┌──

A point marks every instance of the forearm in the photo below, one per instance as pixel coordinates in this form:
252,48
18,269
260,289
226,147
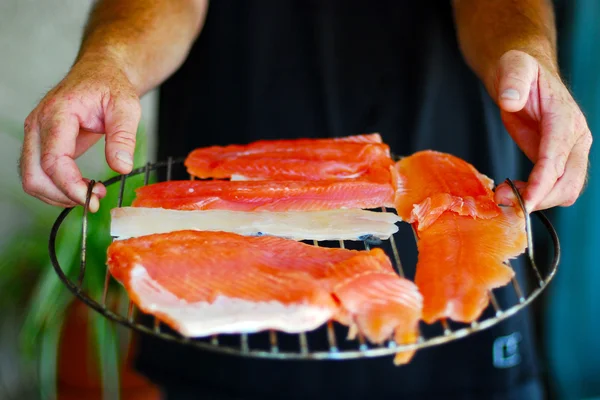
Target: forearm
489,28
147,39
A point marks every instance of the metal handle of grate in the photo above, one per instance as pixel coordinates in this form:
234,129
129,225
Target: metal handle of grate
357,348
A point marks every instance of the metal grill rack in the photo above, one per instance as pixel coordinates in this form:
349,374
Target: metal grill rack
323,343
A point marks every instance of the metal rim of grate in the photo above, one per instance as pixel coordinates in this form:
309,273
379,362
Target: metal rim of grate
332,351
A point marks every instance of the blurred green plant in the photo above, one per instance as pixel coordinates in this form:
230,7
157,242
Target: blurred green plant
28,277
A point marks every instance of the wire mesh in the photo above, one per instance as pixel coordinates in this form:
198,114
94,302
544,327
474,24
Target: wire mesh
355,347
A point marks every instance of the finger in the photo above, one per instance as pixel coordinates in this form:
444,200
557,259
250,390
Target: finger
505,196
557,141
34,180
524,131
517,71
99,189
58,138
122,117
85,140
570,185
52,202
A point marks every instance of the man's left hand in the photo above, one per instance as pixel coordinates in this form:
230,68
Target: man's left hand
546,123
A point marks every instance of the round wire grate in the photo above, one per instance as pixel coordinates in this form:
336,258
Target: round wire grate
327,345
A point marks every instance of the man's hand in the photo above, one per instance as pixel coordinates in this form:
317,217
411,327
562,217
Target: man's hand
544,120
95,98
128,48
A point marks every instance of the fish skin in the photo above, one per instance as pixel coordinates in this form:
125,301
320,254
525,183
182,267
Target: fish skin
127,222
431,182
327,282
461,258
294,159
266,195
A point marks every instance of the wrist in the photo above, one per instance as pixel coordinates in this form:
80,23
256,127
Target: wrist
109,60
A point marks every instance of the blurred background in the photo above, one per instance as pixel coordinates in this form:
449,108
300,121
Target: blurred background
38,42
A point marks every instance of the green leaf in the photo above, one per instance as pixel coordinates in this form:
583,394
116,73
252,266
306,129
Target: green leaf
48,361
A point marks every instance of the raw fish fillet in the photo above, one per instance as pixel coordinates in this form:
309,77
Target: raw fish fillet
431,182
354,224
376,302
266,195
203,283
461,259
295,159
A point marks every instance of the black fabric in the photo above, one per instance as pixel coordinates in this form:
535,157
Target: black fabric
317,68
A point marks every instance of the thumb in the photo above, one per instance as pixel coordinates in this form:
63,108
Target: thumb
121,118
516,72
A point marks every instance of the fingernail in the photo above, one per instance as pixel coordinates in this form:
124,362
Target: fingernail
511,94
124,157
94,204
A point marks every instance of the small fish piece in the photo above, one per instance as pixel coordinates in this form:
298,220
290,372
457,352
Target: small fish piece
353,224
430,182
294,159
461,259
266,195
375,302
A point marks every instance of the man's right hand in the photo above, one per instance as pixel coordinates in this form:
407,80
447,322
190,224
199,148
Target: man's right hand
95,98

└──
┌──

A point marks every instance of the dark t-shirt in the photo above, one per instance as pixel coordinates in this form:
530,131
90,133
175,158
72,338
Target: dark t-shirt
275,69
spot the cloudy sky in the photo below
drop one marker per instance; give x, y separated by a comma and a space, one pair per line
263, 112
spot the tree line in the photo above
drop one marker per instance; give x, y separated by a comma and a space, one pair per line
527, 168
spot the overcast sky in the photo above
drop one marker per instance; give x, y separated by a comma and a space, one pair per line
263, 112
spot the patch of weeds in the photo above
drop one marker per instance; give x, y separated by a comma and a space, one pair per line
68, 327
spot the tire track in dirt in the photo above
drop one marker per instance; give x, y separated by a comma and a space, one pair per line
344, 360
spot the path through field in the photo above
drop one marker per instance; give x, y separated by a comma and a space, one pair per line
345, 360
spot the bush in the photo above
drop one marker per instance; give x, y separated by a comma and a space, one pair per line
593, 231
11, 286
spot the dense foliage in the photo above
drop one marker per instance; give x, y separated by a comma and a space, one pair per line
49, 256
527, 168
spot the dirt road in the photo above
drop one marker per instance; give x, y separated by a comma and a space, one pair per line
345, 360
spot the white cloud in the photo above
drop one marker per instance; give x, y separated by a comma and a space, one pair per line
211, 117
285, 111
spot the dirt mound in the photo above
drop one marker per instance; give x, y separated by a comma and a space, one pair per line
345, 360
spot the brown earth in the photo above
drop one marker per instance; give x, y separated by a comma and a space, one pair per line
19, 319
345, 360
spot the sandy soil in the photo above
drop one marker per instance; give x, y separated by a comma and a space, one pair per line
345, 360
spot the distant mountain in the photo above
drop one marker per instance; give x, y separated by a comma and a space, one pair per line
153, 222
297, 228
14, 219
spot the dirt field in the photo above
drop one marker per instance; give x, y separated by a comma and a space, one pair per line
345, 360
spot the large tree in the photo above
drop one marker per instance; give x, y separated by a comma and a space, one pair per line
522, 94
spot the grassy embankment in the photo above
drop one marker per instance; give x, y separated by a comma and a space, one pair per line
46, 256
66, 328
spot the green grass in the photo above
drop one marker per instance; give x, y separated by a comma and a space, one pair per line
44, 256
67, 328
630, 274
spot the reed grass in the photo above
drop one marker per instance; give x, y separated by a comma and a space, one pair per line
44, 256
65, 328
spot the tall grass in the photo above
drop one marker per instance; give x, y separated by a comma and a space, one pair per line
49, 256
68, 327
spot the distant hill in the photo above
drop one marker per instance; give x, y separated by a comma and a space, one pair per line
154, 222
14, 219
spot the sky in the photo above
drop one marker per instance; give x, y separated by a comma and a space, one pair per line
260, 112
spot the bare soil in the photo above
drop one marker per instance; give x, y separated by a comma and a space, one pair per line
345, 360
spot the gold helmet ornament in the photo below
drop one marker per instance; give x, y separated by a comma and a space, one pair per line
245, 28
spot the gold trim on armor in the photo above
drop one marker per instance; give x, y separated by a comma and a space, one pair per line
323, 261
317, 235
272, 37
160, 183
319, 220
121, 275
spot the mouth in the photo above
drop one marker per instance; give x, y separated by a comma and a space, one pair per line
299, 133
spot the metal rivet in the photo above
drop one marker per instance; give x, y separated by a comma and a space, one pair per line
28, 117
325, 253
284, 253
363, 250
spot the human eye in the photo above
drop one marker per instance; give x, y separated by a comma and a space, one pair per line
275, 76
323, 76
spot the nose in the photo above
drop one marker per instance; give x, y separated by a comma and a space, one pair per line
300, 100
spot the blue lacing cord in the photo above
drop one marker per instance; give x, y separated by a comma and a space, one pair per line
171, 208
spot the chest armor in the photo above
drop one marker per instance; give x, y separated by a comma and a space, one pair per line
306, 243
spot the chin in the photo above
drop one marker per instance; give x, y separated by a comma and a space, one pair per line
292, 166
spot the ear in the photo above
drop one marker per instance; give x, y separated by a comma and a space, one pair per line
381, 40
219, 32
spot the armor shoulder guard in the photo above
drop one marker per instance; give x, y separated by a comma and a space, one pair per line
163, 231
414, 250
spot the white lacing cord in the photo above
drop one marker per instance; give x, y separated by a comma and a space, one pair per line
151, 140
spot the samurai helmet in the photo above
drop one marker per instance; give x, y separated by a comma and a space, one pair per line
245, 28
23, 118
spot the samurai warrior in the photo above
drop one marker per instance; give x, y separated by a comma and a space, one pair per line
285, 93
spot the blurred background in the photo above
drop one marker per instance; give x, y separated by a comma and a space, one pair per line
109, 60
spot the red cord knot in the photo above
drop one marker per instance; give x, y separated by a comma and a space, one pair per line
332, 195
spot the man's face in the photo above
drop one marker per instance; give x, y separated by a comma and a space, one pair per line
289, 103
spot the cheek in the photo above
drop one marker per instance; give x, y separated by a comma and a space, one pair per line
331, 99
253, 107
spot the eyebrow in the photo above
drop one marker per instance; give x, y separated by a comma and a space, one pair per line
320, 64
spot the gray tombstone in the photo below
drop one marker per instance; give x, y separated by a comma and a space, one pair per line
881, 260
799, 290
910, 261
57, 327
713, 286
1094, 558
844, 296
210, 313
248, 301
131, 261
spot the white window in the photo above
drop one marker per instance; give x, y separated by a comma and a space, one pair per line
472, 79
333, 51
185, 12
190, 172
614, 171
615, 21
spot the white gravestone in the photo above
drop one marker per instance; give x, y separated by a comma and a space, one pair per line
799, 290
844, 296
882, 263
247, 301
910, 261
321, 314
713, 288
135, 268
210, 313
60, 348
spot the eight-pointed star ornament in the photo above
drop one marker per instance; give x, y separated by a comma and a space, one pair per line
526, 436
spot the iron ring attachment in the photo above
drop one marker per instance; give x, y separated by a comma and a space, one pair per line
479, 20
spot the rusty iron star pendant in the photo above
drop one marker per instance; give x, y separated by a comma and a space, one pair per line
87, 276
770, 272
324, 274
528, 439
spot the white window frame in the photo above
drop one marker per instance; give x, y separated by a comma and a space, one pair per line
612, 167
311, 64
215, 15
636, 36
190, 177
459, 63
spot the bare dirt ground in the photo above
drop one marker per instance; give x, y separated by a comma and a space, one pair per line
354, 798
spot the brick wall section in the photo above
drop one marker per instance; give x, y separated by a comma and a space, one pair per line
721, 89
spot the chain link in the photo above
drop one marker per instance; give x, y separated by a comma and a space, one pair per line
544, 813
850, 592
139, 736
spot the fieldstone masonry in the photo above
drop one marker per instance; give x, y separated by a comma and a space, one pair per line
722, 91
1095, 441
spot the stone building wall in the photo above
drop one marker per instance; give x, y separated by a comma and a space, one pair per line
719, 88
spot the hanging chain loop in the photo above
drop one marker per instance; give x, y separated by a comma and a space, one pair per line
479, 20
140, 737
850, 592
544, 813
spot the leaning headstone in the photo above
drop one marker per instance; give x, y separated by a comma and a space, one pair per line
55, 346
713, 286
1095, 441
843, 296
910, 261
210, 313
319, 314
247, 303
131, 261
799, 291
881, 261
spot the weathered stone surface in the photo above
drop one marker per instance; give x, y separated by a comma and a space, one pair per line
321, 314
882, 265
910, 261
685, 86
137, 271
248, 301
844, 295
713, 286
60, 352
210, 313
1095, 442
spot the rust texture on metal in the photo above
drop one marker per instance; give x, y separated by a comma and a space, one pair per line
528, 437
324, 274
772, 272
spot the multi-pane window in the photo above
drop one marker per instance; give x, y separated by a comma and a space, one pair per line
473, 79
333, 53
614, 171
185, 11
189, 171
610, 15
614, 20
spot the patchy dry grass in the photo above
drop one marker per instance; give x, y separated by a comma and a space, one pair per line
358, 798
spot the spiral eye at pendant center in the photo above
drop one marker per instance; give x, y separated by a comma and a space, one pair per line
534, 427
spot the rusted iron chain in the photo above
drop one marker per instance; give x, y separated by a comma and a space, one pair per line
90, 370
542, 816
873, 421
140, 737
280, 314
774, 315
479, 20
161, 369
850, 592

└──

_What you should do_
Within the material, find all lines that hold the word "gold" and show them.

_Final answer_
spot the gold helmet ornament in the photo below
spot the gold trim on armor in the photo above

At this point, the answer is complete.